● PROBLEM STATEMENT
Working from the line that contains "One pin marks each instance of the white window" down to the last line below, repeat each line exactly.

● DATASET

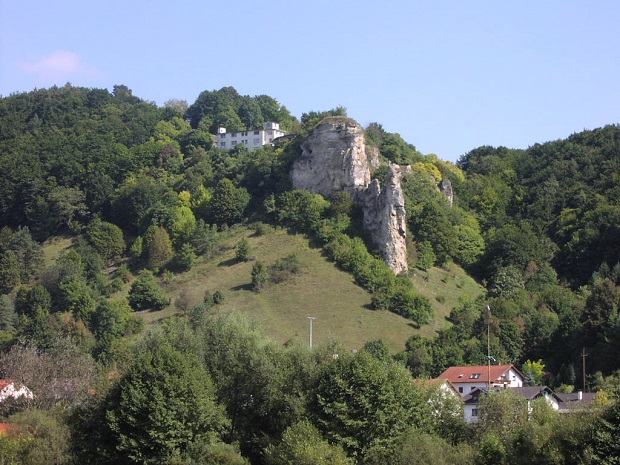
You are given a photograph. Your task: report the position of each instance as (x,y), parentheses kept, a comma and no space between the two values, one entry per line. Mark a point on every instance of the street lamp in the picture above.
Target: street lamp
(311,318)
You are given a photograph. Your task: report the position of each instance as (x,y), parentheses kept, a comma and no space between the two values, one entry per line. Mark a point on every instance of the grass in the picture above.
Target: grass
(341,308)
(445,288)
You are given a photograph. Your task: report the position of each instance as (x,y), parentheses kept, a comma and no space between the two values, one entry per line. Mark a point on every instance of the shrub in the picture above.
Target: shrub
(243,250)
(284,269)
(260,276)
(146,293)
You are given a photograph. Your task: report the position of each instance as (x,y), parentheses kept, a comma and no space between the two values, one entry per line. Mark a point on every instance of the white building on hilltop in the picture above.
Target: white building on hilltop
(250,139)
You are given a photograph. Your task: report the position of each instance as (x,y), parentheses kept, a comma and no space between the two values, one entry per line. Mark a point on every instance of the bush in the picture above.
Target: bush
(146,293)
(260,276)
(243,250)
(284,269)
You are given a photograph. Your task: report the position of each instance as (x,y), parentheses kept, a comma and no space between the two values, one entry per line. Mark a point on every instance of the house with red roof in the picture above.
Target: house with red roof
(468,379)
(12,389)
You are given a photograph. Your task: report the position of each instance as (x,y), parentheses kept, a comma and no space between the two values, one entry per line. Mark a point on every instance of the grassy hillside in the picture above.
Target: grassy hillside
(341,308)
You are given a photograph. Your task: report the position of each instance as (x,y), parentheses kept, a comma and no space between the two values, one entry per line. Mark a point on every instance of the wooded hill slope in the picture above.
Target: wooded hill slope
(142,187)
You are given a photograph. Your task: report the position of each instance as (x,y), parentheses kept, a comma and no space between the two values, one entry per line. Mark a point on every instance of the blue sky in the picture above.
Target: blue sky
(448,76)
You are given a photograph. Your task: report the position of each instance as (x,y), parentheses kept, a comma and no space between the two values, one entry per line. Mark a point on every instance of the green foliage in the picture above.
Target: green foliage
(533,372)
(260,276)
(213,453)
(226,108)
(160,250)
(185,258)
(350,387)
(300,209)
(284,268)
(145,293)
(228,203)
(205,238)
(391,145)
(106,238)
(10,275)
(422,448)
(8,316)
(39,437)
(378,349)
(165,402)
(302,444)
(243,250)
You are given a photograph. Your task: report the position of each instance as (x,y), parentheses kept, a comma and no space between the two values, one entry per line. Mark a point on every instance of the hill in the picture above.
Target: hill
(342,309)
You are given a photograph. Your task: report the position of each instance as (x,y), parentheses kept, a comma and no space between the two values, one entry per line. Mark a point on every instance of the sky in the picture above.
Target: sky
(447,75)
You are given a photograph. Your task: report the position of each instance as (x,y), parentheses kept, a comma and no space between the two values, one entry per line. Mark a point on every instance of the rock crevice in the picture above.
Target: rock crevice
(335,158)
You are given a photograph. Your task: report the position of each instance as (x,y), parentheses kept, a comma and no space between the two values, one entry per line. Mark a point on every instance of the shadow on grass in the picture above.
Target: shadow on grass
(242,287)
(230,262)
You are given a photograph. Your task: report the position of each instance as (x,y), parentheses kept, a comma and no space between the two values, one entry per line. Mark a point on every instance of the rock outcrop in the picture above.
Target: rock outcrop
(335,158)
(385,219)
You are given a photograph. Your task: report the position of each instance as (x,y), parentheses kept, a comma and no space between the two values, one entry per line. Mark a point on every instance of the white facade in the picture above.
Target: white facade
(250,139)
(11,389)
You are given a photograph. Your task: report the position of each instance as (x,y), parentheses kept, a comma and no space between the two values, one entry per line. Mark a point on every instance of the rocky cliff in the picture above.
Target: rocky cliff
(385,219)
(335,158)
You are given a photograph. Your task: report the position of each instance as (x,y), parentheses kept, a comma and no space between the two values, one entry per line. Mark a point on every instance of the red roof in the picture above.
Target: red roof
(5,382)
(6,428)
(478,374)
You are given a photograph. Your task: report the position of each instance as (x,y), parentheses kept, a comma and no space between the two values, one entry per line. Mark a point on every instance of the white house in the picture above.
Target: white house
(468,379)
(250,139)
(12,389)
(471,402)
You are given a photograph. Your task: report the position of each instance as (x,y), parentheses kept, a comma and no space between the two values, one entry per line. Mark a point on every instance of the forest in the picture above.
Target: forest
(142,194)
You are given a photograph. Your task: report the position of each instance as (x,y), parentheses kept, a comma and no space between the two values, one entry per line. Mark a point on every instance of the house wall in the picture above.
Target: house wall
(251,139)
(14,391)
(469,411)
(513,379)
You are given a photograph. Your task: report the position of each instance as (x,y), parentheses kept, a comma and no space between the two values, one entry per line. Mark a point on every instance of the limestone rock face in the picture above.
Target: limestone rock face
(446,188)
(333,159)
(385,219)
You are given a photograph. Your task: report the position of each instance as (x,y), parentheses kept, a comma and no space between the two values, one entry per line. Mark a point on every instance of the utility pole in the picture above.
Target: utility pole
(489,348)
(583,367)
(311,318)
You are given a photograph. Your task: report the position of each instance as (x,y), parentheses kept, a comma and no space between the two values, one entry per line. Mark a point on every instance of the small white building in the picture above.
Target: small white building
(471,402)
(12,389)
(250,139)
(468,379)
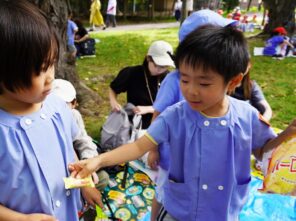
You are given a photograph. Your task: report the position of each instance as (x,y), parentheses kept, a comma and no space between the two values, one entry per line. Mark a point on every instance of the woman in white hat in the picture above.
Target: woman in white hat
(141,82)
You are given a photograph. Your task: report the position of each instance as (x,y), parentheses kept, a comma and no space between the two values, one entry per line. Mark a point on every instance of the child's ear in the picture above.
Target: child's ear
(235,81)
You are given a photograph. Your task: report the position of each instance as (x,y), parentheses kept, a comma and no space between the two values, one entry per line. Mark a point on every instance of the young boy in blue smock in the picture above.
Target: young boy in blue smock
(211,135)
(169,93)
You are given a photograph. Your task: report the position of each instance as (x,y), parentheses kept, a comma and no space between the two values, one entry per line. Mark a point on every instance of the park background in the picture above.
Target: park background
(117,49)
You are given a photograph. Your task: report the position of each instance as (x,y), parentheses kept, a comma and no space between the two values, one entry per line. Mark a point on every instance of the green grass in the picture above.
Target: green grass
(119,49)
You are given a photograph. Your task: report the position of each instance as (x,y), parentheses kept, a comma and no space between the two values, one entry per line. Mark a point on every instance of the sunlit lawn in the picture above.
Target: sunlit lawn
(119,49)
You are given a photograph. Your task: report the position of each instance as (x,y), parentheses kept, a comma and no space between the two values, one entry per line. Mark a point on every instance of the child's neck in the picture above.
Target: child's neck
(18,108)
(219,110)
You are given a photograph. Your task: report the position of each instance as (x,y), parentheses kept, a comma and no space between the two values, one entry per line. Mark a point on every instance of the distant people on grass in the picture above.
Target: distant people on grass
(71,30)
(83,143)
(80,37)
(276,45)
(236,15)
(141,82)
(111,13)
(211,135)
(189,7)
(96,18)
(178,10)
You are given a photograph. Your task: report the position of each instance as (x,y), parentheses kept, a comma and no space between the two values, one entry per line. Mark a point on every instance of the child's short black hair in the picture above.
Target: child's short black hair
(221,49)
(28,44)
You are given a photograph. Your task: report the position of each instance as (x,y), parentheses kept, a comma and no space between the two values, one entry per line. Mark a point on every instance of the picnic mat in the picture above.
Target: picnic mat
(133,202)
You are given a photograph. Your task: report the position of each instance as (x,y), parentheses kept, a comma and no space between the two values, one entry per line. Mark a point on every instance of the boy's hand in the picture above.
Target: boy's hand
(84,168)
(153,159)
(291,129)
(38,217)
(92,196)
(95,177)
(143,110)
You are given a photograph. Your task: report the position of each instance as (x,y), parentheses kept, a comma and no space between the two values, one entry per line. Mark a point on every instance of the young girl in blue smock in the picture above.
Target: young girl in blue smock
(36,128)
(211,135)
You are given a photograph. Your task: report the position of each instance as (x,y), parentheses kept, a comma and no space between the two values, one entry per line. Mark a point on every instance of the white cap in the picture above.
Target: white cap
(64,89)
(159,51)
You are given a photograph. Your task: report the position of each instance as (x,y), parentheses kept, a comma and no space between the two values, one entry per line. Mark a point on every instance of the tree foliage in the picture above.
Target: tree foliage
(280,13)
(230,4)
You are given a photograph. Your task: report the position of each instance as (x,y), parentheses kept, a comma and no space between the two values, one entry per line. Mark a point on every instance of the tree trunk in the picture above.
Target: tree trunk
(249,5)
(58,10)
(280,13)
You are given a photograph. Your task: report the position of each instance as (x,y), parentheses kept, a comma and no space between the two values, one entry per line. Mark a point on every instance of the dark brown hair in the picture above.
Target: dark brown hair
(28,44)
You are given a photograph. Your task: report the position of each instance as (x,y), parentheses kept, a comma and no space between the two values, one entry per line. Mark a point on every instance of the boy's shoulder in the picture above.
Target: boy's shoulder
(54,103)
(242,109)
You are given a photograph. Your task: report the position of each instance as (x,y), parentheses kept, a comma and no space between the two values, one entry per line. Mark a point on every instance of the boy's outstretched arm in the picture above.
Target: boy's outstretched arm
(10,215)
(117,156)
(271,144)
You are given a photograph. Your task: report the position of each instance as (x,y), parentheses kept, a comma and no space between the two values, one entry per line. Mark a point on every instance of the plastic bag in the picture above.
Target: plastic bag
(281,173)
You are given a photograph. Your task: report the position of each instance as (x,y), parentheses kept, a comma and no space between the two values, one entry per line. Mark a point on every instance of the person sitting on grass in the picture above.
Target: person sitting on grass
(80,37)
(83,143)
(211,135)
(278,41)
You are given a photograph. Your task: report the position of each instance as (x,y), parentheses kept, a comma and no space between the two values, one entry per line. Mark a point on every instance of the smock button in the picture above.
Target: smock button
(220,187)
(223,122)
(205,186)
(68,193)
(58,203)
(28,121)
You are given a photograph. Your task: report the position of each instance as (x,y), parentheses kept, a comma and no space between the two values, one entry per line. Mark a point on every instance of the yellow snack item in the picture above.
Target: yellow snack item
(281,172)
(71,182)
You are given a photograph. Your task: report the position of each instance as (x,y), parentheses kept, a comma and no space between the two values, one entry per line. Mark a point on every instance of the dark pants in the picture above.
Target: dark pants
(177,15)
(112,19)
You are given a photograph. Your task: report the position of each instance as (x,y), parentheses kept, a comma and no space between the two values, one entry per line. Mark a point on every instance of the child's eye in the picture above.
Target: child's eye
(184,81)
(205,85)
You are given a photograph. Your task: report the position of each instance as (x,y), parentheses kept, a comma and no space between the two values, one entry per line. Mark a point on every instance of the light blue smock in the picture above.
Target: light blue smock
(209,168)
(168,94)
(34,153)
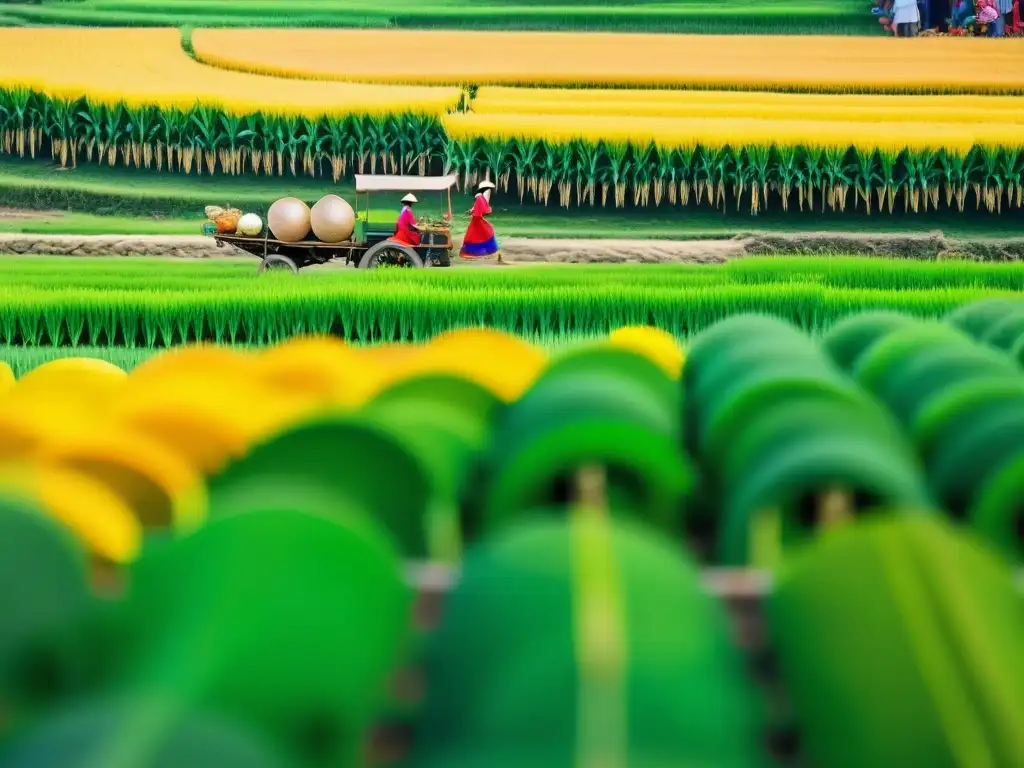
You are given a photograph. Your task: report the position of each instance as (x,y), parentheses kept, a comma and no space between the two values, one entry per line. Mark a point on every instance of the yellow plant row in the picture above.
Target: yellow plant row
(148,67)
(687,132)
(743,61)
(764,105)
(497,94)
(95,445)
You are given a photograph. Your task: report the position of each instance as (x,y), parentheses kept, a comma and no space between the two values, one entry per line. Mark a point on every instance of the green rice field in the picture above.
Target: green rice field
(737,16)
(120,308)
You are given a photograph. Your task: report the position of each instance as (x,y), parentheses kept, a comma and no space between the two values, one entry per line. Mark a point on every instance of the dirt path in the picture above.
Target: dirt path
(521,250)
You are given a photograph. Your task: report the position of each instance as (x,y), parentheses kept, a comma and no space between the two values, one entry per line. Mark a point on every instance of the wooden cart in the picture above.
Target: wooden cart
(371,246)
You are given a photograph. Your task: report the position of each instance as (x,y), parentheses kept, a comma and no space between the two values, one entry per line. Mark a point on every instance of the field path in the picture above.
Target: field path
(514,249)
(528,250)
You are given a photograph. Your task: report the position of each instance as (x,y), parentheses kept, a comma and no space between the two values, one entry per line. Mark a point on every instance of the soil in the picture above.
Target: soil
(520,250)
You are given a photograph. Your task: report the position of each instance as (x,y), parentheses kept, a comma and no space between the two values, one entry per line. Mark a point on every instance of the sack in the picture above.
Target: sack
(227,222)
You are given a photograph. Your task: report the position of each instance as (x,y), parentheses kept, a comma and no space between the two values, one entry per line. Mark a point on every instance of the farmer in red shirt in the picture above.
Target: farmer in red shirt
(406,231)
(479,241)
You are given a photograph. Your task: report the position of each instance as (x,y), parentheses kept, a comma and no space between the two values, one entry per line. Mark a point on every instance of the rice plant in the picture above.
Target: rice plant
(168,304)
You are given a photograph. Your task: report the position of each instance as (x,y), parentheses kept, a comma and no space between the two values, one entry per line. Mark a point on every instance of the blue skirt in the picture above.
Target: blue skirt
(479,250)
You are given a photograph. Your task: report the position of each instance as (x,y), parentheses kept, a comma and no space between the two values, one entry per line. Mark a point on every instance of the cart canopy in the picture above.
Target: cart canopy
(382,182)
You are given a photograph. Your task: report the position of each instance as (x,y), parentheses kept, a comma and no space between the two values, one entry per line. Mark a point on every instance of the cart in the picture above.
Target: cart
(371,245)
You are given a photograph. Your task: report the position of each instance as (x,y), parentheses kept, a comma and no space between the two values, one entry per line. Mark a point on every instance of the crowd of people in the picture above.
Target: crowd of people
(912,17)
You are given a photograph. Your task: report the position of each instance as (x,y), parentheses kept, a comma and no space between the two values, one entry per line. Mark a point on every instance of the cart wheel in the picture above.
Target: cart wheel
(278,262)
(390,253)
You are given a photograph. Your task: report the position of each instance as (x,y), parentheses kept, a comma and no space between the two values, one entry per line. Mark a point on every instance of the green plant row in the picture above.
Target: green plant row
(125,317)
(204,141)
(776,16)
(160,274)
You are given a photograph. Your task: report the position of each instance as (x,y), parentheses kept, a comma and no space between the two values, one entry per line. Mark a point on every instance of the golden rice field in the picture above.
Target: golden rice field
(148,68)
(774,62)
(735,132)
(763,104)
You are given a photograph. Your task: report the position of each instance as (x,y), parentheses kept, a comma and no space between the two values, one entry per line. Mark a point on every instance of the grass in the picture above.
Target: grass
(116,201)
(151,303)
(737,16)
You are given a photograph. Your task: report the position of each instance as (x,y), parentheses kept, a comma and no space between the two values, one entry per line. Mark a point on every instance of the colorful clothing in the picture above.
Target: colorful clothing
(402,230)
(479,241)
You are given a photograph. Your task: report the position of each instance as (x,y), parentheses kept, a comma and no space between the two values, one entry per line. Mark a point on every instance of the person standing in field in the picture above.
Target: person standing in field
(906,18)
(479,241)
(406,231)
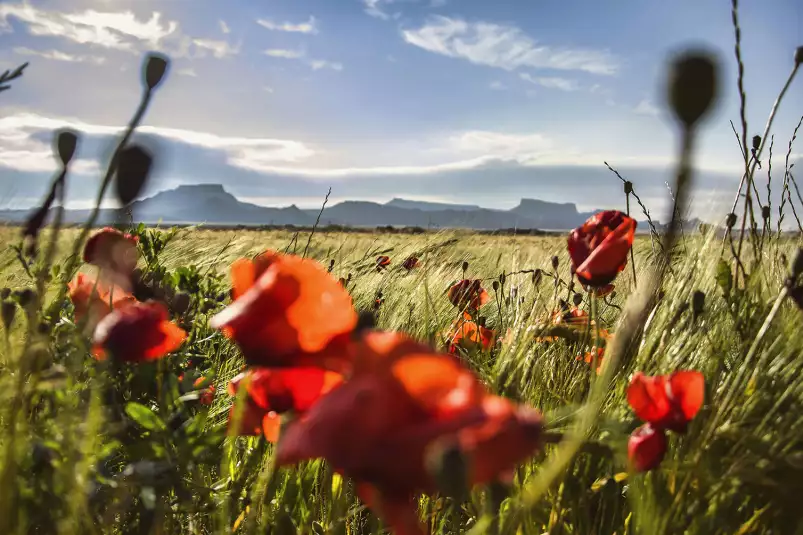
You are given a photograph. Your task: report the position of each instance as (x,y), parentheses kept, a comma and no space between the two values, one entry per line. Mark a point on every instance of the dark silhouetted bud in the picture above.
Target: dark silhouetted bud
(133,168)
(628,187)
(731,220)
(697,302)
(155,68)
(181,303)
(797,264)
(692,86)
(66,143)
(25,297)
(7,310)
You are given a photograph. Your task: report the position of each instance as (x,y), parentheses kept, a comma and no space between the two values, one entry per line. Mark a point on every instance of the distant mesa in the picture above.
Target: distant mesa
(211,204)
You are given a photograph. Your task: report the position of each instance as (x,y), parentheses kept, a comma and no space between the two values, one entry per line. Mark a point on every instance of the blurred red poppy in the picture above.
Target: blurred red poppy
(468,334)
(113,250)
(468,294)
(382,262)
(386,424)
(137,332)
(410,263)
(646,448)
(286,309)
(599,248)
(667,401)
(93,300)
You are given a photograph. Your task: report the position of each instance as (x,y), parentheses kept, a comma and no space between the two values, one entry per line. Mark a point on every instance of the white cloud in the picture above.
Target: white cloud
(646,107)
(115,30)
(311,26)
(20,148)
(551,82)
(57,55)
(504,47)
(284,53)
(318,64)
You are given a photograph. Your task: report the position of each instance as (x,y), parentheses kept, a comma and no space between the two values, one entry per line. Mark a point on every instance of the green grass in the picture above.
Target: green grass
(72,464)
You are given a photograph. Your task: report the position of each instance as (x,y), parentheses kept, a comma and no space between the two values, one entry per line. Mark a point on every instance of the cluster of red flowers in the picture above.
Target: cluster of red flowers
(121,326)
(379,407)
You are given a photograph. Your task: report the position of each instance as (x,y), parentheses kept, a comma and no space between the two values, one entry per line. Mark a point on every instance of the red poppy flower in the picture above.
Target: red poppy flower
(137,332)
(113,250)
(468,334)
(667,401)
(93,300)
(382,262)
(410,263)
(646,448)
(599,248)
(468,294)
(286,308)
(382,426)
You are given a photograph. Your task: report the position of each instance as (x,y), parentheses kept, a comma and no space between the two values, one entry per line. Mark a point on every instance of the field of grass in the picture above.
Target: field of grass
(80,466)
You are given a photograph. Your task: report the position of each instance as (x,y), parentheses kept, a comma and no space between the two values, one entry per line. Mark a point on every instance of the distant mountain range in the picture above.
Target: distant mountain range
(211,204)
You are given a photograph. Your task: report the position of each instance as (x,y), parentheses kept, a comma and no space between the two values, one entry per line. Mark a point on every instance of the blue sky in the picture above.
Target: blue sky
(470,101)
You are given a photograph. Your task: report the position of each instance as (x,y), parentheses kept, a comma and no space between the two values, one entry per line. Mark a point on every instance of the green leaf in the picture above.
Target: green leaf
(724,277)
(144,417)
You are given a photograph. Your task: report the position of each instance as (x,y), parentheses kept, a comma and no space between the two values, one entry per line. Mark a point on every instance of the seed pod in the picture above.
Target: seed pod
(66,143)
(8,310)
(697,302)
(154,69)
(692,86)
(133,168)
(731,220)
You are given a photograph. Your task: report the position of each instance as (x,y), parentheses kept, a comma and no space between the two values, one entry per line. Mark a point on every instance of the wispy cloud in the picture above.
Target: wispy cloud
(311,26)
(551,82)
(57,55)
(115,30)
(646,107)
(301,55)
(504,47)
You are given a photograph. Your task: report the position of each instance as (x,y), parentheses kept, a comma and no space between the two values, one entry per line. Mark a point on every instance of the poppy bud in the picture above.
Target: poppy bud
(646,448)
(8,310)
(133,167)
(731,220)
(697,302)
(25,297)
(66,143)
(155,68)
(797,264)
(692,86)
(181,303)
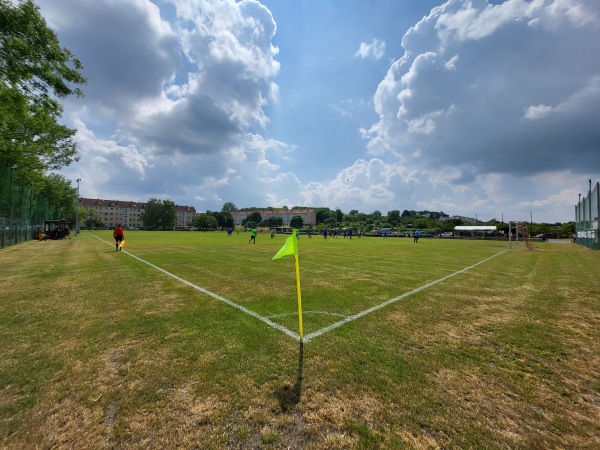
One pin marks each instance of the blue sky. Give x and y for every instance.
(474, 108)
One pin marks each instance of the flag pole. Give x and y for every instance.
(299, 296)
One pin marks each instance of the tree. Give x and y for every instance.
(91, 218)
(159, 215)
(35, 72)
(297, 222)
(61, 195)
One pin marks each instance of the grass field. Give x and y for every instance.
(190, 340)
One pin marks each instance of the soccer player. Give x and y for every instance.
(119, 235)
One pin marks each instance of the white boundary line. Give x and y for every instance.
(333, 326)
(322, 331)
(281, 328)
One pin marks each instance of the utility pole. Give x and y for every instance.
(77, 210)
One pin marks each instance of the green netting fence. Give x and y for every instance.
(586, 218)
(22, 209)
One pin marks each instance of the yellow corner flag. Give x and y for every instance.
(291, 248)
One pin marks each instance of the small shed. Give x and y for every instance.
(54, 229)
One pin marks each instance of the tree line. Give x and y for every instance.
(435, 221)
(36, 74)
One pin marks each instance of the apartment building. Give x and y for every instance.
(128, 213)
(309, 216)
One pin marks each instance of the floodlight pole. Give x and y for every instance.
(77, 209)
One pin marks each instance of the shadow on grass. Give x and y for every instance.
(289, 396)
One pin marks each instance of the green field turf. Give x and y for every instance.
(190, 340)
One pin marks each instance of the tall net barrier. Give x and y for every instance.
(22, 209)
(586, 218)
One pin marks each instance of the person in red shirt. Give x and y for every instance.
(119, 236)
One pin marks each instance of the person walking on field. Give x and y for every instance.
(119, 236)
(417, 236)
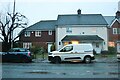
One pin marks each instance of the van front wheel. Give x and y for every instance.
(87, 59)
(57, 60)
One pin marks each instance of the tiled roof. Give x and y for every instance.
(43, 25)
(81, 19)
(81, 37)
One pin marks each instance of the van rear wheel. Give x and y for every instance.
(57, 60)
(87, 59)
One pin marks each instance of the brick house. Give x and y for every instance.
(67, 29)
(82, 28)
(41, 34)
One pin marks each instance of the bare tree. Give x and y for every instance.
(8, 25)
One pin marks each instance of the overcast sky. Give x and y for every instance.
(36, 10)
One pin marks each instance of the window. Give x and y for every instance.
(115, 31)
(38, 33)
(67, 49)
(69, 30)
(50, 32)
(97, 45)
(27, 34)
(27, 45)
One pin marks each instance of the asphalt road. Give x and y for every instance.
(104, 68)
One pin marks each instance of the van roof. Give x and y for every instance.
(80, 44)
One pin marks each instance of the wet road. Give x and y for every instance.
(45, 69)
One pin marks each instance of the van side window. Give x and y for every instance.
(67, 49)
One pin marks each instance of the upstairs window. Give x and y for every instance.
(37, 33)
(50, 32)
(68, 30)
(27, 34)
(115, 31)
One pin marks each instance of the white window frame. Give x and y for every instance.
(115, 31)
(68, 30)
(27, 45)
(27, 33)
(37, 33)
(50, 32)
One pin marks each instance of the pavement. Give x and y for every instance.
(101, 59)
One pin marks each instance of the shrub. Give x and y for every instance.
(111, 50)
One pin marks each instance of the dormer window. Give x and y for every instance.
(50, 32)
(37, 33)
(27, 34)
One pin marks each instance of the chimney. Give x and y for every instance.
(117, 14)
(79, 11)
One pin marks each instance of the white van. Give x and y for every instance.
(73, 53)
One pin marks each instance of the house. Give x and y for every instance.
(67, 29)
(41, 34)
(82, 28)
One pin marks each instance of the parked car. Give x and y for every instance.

● ANSWER TO THIS TASK
One pin marks each instance of the white window frame. Give x and y for every instance.
(115, 31)
(68, 30)
(27, 45)
(27, 33)
(37, 33)
(50, 32)
One pin marks each instance of the pavement. Give x and y for every instance.
(101, 59)
One pin marks each instance of the shrub. Give x and y for every instance.
(111, 50)
One pin marks each instance of the dormer window. Give x and y for every instance.
(50, 32)
(37, 33)
(27, 34)
One pin marks each instance of the chimney. Give x and y for every instance.
(117, 14)
(79, 11)
One pin marks each instance of the white van. Give x and y for every instance.
(73, 53)
One pin marks each instance of the house. Give x and y for every instance.
(67, 29)
(41, 34)
(82, 28)
One pin marks each instance of the parked car. Give x and y for every instance.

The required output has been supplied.